Give back the full data character for character.
[Opening Exercise input section]
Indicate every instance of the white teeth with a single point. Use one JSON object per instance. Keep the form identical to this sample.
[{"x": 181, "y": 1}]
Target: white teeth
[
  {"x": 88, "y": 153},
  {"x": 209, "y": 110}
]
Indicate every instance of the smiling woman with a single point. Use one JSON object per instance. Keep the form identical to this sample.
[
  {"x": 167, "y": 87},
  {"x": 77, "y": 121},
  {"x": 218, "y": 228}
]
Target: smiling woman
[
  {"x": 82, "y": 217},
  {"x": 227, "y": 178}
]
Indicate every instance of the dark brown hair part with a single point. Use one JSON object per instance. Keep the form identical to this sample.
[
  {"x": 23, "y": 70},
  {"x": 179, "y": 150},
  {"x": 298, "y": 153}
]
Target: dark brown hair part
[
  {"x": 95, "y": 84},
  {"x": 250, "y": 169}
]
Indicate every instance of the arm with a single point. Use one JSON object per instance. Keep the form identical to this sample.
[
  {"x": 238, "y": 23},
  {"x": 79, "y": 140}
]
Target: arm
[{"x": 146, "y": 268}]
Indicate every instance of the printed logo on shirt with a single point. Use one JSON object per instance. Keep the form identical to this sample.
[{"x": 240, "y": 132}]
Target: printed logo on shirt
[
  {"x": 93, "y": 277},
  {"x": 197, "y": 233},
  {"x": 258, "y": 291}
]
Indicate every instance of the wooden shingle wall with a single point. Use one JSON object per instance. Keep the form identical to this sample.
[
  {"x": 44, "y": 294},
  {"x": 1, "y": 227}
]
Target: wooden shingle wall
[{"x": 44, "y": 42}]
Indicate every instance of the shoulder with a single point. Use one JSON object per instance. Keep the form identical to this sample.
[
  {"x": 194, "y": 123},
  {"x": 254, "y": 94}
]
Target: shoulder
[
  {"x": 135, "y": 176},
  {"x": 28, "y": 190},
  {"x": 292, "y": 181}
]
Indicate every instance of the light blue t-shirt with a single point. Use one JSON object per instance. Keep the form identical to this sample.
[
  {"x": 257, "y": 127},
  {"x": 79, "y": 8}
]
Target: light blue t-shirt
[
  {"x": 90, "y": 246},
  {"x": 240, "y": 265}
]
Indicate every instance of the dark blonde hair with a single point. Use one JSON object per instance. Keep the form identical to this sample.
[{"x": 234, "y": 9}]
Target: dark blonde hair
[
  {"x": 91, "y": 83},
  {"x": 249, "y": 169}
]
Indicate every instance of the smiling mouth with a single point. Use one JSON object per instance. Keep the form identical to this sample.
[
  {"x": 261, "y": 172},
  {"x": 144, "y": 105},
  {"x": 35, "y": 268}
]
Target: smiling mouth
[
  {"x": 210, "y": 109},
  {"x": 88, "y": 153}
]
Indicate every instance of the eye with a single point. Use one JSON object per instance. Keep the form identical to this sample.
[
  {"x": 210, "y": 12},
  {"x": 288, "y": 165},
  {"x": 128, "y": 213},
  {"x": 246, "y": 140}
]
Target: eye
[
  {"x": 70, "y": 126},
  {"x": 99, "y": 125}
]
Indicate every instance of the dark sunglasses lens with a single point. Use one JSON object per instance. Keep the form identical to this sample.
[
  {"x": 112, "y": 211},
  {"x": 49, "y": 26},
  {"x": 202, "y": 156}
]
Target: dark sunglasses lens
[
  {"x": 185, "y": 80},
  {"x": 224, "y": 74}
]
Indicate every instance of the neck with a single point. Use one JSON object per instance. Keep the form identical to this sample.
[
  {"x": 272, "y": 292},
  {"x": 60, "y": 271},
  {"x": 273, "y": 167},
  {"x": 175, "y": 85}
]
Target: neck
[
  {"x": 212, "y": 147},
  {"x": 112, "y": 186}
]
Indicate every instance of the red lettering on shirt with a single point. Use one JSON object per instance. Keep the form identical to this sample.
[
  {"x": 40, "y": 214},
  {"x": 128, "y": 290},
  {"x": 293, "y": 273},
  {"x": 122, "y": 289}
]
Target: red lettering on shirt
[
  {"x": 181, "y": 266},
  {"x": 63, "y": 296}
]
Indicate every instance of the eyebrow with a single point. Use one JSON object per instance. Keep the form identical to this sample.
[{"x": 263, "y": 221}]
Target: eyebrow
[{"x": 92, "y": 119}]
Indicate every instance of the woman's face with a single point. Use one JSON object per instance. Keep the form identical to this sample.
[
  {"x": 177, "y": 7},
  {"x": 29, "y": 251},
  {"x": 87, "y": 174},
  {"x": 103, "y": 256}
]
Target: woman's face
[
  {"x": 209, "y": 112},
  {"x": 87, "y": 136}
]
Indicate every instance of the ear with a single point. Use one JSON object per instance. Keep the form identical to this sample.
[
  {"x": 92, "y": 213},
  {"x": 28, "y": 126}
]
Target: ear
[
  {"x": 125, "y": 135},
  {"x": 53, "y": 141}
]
[Closing Exercise input section]
Task solution »
Indicate every instance of the white teeth with a single point. Use one JSON object per instance. Keep the form identical to this sample.
[{"x": 181, "y": 1}]
Target: white teeth
[
  {"x": 88, "y": 153},
  {"x": 209, "y": 110}
]
Indicate every instance of the smiling woman with a single point. Use one JSON object per instance. Keep the form identical to this sample.
[
  {"x": 167, "y": 87},
  {"x": 77, "y": 121},
  {"x": 218, "y": 228}
]
Target: smiling woman
[
  {"x": 82, "y": 217},
  {"x": 227, "y": 178}
]
Indicate every instance of the dark brown hair part with a single point. Use one JSON object per instance. Keep the form identical to this sample.
[
  {"x": 23, "y": 70},
  {"x": 179, "y": 150},
  {"x": 298, "y": 153}
]
Target: dark brown hair part
[
  {"x": 95, "y": 84},
  {"x": 250, "y": 169}
]
Indicate every instance of the arm with a single point. Use one JSON object per instance. Keep the form identical to this sample.
[
  {"x": 238, "y": 23},
  {"x": 79, "y": 140}
]
Target: arm
[{"x": 146, "y": 268}]
Indicate every instance of the printed logo on shirt with a single point. Use one JSON object per instance. Keep the form identical to this sample.
[{"x": 240, "y": 132}]
Target: printed logo on shirt
[
  {"x": 93, "y": 277},
  {"x": 197, "y": 233},
  {"x": 258, "y": 291}
]
Indicate every instance of the wooden shingle wall with a single point. Use one JSON object per instance. Keep the form identical to this sample.
[
  {"x": 44, "y": 294},
  {"x": 1, "y": 227}
]
Target: wooden shingle wall
[{"x": 44, "y": 42}]
Indicate every instance of the shoulder with a single point. Use one JSON object per instance. Keep the form identical to this sample.
[
  {"x": 194, "y": 123},
  {"x": 254, "y": 94}
]
Target: shoulder
[
  {"x": 135, "y": 176},
  {"x": 28, "y": 190},
  {"x": 292, "y": 181}
]
Indicate every instance of the light blue t-shirt with a single point. Use one JSON object per instance. Keep the form identical to this sample.
[
  {"x": 257, "y": 127},
  {"x": 79, "y": 8}
]
Target: light blue t-shirt
[
  {"x": 90, "y": 246},
  {"x": 240, "y": 265}
]
Indicate every instance of the dark blonde hair with a single point. Use one JSON object per instance. Keep the form identical to this sample.
[{"x": 234, "y": 9}]
Target: dark blonde hair
[
  {"x": 91, "y": 83},
  {"x": 249, "y": 169}
]
Indicate every instance of the smiling mouth with a single point. Use one JSON object per instance. Keep the form identical to this sample.
[
  {"x": 261, "y": 172},
  {"x": 144, "y": 105},
  {"x": 35, "y": 268}
]
Target: smiling mouth
[
  {"x": 210, "y": 109},
  {"x": 88, "y": 153}
]
Indicate every instance of the eye with a single point. Use one JSON object per instance. Keep the form identical to this sample.
[
  {"x": 210, "y": 12},
  {"x": 288, "y": 165},
  {"x": 128, "y": 213},
  {"x": 246, "y": 140}
]
Target: eye
[
  {"x": 70, "y": 126},
  {"x": 99, "y": 125}
]
Indicate every instance of the dark sunglasses lens with a single point. Use one JSON object per instance. Keep the form identical to this sample.
[
  {"x": 112, "y": 211},
  {"x": 49, "y": 26},
  {"x": 202, "y": 156}
]
Target: dark sunglasses lens
[
  {"x": 185, "y": 80},
  {"x": 224, "y": 74}
]
Indicate every instance of the neck with a single point. Use one JSON object per instance. Keep the form identical to this sample.
[
  {"x": 272, "y": 292},
  {"x": 60, "y": 271},
  {"x": 273, "y": 167},
  {"x": 175, "y": 85}
]
Target: neck
[
  {"x": 212, "y": 147},
  {"x": 112, "y": 186}
]
Indicate every instance of the red lettering on shirt with a single point. Use one JSON object per instance. Keep the form identical to this sample.
[
  {"x": 40, "y": 214},
  {"x": 128, "y": 290},
  {"x": 293, "y": 273},
  {"x": 122, "y": 289}
]
Target: red lettering on shirt
[
  {"x": 181, "y": 266},
  {"x": 63, "y": 296}
]
Indicate every instance of the eyebrow with a single point. Use one JSON object per instance. Keep the form identical to this sample.
[{"x": 263, "y": 221}]
Target: eyebrow
[{"x": 92, "y": 119}]
Indicate every instance of the woman's face with a single point. Use one JSON object per instance. Keep the form identical to this sample.
[
  {"x": 177, "y": 7},
  {"x": 29, "y": 251},
  {"x": 87, "y": 174},
  {"x": 103, "y": 256}
]
Target: woman's face
[
  {"x": 209, "y": 112},
  {"x": 87, "y": 136}
]
Indicate every instance of the ear with a single point. Use one JSON object per instance. Keep the form identical to this sample.
[
  {"x": 92, "y": 213},
  {"x": 28, "y": 126}
]
Target: ear
[
  {"x": 125, "y": 135},
  {"x": 53, "y": 141}
]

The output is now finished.